**Action item:** Write the next part of the forum thread about GPT working out what the made-up word "fluftable" means, picking up right after its last comment.

**Excerpt to read:**
>>>

Hacker News new | ask | show | jobs
by kgeist 943 days ago
Just yesterday I saw an example of a person asking GPT what "fluftable" means. The word was invented by their little daughter and they didn't know what it meant. GPT reasoned it was a portmaneau of"fluffy" and "comfortable", and it made sense because it was used in reference to a pillow. If it's just regurgitation, I'd like to know how it's able to understand novel words not found in the training data...
3 comments

I would read Francois Chollet's explanation of this. It's very good: https://fchollet.substack.com/p/how-i-think-about-llm-prompt...

For words that are not in the model's vocabulary, like 'fluftable', the model uses a subword tokenization strategy. It breaks down the word into smaller known subunits (subwords or characters) and represents each subunit with its own vector. By understanding the context in which 'fluftable' appears and comparing it to known words with similar subunits, the model can infer a plausible meaning for the word. This is done by analyzing the vector space in which these representations exist, observing how the vectors align or differ from those of known words.

'As always, the most important principle for understanding LLMs is that you should resist the temptation of anthropomorphizing them.'

I'm sorry, but that's absurd. Being able to explain the precise mechanism behind reasoning would make anything sound like it's not reasoning, because of our prior experiences. If we understood human reasoning well enough to explain exactly what happens in our brain, you would conclude that we're not really reasoning because you can provide an explanation of how we're reasoning about novel, out of distribution data. This is "God of the gaps" for thought.

<<<

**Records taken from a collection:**

>>>

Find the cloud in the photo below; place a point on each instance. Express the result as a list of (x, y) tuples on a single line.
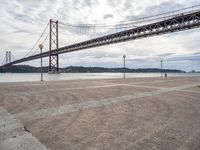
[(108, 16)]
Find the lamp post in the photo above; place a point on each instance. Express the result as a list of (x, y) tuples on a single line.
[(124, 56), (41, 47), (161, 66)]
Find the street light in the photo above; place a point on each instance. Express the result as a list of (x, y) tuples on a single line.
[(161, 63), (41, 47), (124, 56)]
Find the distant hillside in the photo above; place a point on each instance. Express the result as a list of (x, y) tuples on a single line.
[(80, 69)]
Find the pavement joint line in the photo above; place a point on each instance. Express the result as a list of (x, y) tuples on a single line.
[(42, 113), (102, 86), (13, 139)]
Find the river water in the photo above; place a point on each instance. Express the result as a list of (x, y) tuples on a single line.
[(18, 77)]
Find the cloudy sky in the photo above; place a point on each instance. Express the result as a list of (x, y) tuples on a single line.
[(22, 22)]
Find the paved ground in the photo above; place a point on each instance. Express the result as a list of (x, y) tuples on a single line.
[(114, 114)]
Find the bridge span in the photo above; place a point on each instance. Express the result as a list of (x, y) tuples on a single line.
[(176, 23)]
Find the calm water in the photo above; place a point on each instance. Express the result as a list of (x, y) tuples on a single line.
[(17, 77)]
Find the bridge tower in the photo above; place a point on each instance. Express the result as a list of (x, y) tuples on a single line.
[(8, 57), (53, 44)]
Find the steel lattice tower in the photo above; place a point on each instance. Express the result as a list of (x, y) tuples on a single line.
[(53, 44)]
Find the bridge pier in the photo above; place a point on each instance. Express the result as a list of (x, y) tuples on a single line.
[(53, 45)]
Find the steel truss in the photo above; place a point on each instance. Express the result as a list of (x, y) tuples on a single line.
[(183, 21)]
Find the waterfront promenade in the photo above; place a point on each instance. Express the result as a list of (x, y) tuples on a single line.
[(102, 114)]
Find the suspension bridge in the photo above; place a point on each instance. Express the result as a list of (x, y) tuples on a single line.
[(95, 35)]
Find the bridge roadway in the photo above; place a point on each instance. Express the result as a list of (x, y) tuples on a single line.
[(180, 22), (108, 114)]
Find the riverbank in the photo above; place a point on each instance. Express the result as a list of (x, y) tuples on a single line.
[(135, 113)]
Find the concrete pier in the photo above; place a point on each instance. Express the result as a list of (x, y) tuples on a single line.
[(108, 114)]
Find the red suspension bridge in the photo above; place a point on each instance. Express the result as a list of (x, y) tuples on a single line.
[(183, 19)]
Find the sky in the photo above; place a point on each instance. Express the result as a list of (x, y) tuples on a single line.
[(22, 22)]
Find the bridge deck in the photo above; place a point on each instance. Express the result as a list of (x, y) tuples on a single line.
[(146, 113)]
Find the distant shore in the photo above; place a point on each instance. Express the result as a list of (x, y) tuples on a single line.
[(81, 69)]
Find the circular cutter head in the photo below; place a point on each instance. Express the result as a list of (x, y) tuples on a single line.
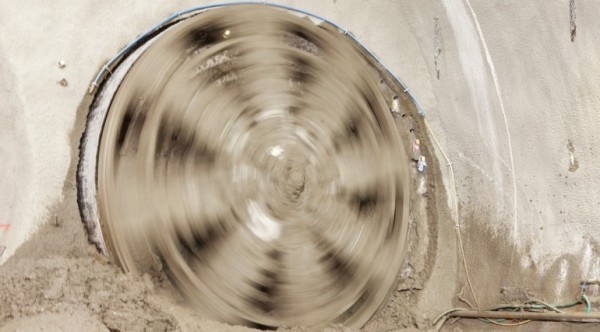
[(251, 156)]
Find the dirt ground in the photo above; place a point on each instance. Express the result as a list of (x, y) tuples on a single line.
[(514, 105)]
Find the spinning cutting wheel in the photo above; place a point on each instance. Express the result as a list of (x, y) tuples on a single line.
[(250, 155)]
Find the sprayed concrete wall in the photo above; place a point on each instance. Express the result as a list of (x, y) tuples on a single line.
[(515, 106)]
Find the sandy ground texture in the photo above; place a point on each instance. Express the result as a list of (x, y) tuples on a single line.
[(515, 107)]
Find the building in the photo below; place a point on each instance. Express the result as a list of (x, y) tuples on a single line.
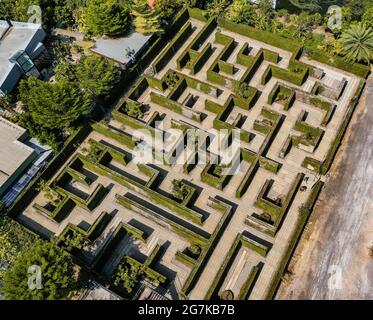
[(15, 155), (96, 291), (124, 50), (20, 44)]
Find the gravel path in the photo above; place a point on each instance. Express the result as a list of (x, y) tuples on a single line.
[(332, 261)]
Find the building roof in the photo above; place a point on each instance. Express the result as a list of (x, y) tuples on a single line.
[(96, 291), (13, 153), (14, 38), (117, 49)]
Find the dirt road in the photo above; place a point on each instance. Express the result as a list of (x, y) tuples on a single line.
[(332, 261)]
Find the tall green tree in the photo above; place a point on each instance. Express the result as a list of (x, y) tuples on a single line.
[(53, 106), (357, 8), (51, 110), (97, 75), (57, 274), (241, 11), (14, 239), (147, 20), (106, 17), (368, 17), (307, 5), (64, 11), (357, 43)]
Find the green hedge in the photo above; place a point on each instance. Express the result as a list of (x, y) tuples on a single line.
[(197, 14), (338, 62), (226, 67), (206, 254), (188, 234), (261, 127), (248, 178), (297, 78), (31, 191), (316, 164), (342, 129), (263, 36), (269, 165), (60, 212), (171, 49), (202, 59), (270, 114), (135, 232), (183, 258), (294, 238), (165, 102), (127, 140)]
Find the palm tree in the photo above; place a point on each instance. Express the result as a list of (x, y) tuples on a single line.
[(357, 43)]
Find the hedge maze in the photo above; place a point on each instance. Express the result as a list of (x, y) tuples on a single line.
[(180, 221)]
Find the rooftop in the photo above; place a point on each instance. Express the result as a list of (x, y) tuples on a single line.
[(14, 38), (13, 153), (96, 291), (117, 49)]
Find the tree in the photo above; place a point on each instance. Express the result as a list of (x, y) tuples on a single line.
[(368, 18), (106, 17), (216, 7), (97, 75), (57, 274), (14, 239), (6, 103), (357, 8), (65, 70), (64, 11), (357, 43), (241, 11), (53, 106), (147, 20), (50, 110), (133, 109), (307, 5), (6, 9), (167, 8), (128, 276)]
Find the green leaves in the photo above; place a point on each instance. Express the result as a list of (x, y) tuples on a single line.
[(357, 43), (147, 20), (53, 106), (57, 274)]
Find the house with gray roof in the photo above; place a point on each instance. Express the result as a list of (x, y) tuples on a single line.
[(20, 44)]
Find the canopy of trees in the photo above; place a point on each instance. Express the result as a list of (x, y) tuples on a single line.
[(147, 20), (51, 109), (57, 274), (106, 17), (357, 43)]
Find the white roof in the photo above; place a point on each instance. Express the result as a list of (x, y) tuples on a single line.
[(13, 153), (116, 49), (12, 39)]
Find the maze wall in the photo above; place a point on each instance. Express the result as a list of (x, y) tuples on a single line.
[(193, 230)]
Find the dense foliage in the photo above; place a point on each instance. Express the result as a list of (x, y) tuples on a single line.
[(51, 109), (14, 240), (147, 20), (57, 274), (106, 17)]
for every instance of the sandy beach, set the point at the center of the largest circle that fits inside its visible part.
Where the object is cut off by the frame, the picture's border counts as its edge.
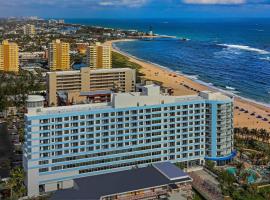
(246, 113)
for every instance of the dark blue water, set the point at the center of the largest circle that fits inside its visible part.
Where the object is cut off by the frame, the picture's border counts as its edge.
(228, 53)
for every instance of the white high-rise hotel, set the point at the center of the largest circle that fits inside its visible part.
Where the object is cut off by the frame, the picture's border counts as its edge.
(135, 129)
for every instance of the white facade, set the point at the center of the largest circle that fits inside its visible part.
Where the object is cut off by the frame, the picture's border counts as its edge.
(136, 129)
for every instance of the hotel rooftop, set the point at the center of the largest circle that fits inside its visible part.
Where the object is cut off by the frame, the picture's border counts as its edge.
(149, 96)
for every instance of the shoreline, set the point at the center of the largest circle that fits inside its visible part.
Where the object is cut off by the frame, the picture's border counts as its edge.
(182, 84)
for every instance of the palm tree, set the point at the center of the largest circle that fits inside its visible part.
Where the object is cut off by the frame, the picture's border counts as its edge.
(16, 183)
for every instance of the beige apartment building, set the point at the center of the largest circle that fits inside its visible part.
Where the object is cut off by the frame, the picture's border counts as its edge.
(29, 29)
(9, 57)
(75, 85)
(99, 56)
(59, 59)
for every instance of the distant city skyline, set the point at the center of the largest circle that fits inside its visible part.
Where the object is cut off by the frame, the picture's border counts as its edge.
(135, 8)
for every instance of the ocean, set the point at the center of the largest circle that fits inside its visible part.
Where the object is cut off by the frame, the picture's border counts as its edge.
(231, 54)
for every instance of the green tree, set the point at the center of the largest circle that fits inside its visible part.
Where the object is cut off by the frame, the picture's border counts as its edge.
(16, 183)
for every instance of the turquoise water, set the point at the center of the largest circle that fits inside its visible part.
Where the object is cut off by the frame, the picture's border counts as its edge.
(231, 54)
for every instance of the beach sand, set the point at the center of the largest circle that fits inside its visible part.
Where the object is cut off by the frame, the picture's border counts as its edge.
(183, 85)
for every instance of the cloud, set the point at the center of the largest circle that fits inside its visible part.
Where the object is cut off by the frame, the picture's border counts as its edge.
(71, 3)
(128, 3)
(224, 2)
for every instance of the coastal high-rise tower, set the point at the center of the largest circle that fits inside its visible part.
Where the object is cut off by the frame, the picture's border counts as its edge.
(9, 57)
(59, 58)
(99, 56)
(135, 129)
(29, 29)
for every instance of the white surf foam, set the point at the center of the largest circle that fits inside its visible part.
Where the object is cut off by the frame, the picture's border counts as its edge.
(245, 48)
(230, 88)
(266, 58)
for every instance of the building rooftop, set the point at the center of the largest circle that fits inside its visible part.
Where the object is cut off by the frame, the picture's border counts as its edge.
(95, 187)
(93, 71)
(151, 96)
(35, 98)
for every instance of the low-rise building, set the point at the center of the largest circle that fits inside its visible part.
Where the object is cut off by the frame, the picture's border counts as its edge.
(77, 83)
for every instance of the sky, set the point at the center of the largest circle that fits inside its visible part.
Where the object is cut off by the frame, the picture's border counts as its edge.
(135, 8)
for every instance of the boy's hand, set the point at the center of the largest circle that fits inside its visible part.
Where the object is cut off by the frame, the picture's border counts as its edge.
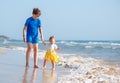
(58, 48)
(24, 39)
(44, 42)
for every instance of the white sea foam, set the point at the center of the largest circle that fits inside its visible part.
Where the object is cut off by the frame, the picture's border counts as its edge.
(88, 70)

<<<

**Output for this exercise:**
What you've written does nothing to disabuse any reasonable person of the notion that LLMs cannot reason; if anything you've explained how LLM's reason, not that they cannot do it.
isn't 'infer' another word for reason?
vector math in a 1536-dimensional space?
Because you’re not understanding what it’s regurgitating. It’s not a fact machine that regurgitates knowledge, in fact it’s not really so good at that. It regurgitates plausible patterns of language, and combining words and such is hardly a rare pattern
Which is also within the realms of house MD vs doctor, potentially even more so.

LLMs are trained on realms of text, good performance here is not unexpected.

To put it another way - Would you hire chat GPT?

For work, you need to have more than text skills.